EXTRACT:
▼

And it surpassed her previous efforts on the Billboard charts: Full Moon debuted at No. 2 on the Billboard 200, compared to Never Say Never’s No. 3 peak, and earned Brandy her first No. 1 album on the Top R&B/Hip-Hop Albums chart on March 23, 2002. Full Moon also became the album that heralded Brandy not only as the voice of a generation, but the “Vocal Bible,” a title that came with the pressure to be perfect. “That means I can never make a mistake,” she reflects to Billboard with a chuckle. “People would say things to me like, ‘That album taught me how to sing.’ Like what? I’m 23 years old, I’m not thinking I’m teaching people how to sing. That’s insane. I’m still learning how to sing!”
As part of our Black Music Month series, Billboard celebrated the 20-year anniversary of Full Moon with Brandy, discussing her favorite memories of making the album, new “Vocal Bible” nickname and the album’s impact on R&B today.
What do you remember most about recording Full Moon?

▲

RECORDS:

▼

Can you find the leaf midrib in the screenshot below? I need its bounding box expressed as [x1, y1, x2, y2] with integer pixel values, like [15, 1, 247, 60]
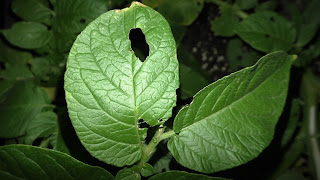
[179, 58, 289, 133]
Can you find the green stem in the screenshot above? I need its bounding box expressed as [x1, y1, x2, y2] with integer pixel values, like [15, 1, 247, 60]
[137, 127, 175, 173]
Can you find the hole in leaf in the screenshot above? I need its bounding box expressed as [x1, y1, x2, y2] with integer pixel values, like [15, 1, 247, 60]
[80, 19, 86, 24]
[129, 28, 149, 62]
[138, 119, 150, 128]
[270, 16, 274, 22]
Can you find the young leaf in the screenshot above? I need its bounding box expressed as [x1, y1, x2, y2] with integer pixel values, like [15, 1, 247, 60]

▲

SET PROBLEM A: According to the article about Brandy's Full Moon album, at what position did the album debut on the Billboard 200?
SET PROBLEM B: Repeat the passage of the article about Brandy's Full Moon album from "As part of our" to "recording Full Moon?".
SET PROBLEM C: Go on with the article about Brandy's Full Moon album, picking up after its final line.

ANSWER A: No. 2

ANSWER B:
As part of our Black Music Month series, Billboard celebrated the 20-year anniversary of Full Moon with Brandy, discussing her favorite memories of making the album, new “Vocal Bible” nickname and the album’s impact on R&B today.
What do you remember most about recording Full Moon?

ANSWER C:
I just remember feeling so excited because I was so ready to record. I just had all of this emotion pent up inside of me. I was also excited to hear where I knew the sound was going to progress to sonically. And I love recording in Miami. We recorded at the legendary Hit Factory; I’ve done some of my best work there. And, of course, Rodney Jerkins, LaShawn Daniels, Fred Jerkins, that whole Darkchild team were also working with Michael Jackson in that same complex — like, he was in the next room. So it was a very, very magical time.
Full Moon was an album that I knew I needed to step up my game. I knew I needed to come out of my comfort zone and sing completely out of my range. I was squeezing and doing all kind of stuff to hit the notes, and really find the different emotions that made this album so different than my previous albums.
You had just come off a three-year hiatus following the release of Never Say Never, and your TV show Moesha had just wrapped its sixth and final season. Going into the making of Full Moon, what headspace were you in?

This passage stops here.